---- PASSAGE

Researchers identify dangerous 'two-faced' protein crucial to breast cancer spread and growth

November 17, 2008

Two critical properties of cancer cells are their ability to divide without restraint and to spread away from the primary tumor to establish new tumor sites. Now, researchers from the Mayo Clinic campus in Florida have found a protein they say acts as a deadly master switch, both freeing cancer cells from a tumor while ramping up new growth.

This is potentially good news, say the researchers, who published their study in the Nov.17 issue of the Journal of Cell Biology. If this protein — known as p120 catenin — is that powerful, it may be possible to turn the tables on cancer by designing an agent that would suppress it.

"We believe p120 could be an excellent target for therapy," says the study's lead investigator, Panos Anastasiadis, Ph.D., a Mayo Clinic cancer researcher. "Most cancer therapies target cancer growth, but miss migrating cancer cells that eventually re-establish the tumor, often at distant sites. Our best hope for long-term cancer therapy is to target both cancer cell growth and tumor spread, or metastasis.

"An anti-p120 agent could provide a much-needed double whammy — stop cancer spread and shut down growth at the same time."

Dr. Anastasiadis adds that while the discovery was made in breast cancer cells, it has relevance to a number of cancers, including those of the lung, kidneys, and skin, in which p120 plays a role. "These findings have significant implications for our understanding of tumor biology and for improving cancer treatment," he says.

This study expands upon a body of research at the Mayo Clinic campus that is uniquely devoted to understanding, and then halting, cancer metastasis. Dr. Anastasiadis and his collaborators, including study co-author Edith Perez, M.D., a Mayo Clinic oncologist in the Breast Cancer Program, had earlier discovered that p120 activity is necessary if cancer is to spread. But they did not know about its role in growth promotion until this latest work.

--------
---- SUPPLIED INFORMATION

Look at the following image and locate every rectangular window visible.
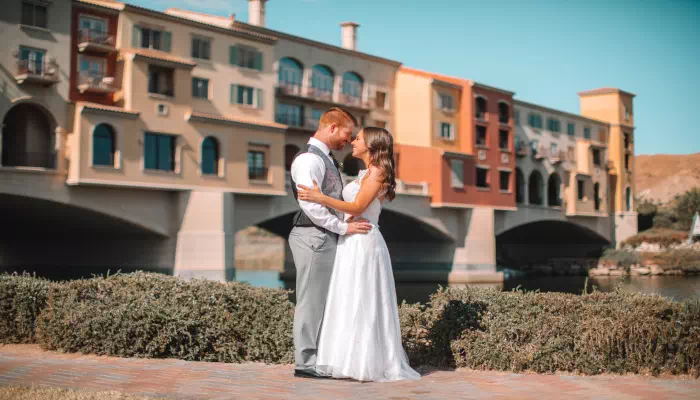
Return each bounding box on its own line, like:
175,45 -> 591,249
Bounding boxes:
143,133 -> 175,171
440,122 -> 455,140
498,171 -> 510,192
275,103 -> 302,126
248,150 -> 267,180
192,77 -> 209,99
131,25 -> 171,52
450,160 -> 464,189
374,90 -> 386,110
527,114 -> 542,129
593,149 -> 601,167
438,93 -> 455,111
192,37 -> 211,60
476,167 -> 489,188
498,130 -> 510,150
231,85 -> 263,108
148,65 -> 175,97
547,118 -> 561,132
21,2 -> 48,29
229,45 -> 262,70
476,125 -> 486,147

--------

→ EXERCISE 1
According to the p120 article, in which journal did the Mayo Clinic researchers publish their study?
→ EXERCISE 2
In the p120 article, why does Anastasiadis say an anti-p120 agent could be a "double whammy"?
→ EXERCISE 3
Extend the p120 article by continuing it after its final paragraph.

→ REPLY 1
The Journal of Cell Biology, in its Nov. 17 issue.

→ REPLY 2
p120 catenin both frees cancer cells from a tumor and ramps up new growth, so suppressing it could stop cancer spread and shut down growth at the same time. Most cancer therapies target only growth and miss the migrating cells that later re-establish the tumor, often at distant sites.

→ REPLY 3
P120 acts in cells by regulating the function of proteins called cadherins. Cadherins are membrane proteins that help cells stick to each other to form a tissue. On the outside of a cell's membrane, they act like Velcro, fusing to other cadherin proteins on adjacent cells. On the inside, they latch on to a chainwork of catenins, which are proteins that regulate a cell's shape and function. The best understood of the cadherins is E-cadherin, which binds all epithelial cells to each other, forming layers that cover the inside of organs and body cavities, and the outside skin of humans. In short, E-cadherin holds a human's cells and tissues together, Dr. Anastasiadis says.

P120 normally binds onto E-cadherin, strengthening cell-cell bonding. But in some cases it detaches from E-cadherin, which allows the cell to lose its adhesive grip to adjacent cells and switch on a program that promotes cell movement. The loss of E-cadherin expression during a process known as epithelial-mesenchymal transition (EMT) is one mechanism of activating p120's pro-migratory function, the researchers say. EMT is necessary during human development, or during wound healing in adults. But it is a process that is hijacked by tumors to allow cancer cells to migrate and colonize other organs. "When E-cadherin production is lost during the progression of cancer, p120 catenin induces invasion and metastasis," Dr. Anastasiadis says.

In this study, the researchers discovered that not only does p120 promote metastasis when it is not bound to E-cadherin, it also turns on growth-promoting genes and proteins. In laboratory and animal experiments, they found that "free" p120 makes cancer very aggressive, able to grow in conditions that other cancer cells can't. They specifically found that p120 activates a family of molecules that includes Ras and Rho, which promote cell growth and movement.

"What is really interesting here is that p120 is acting like a tumor suppressor when it is bound to E-cadherin, and like a tumor promoter when it isn't," Dr. Anastasiadis says.

The researchers believe these findings could help explain why in some solid tumors, such as breast, lung, kidney, and melanoma, loss of E-cadherin is associated with a more aggressive, less treatable prognosis. "We think that when E-cadherin is lost, p120 is now free to turn on growth promotion pathways that can overtake the benefits of targeted chemotherapeutics," he says.

"So in breast cancer that is HER2-positive, anti-HER2 therapies such as Herceptin will not function well if p120 has turned on alternate growth mechanisms," Dr. Anastasiadis says. "A similar effect would also be expected in EGFR-positive lung cancer and anti-EGFR treatment." Both HER2 and EGFR are growth-promotion proteins.

A potential solution would be to design an agent that targets the tumor-promoting function of p120 that is not bound to E-cadherin, he says. "This won't be easy, but based on our current understanding of p120 function we believe it is possible," says Dr. Anastasiadis.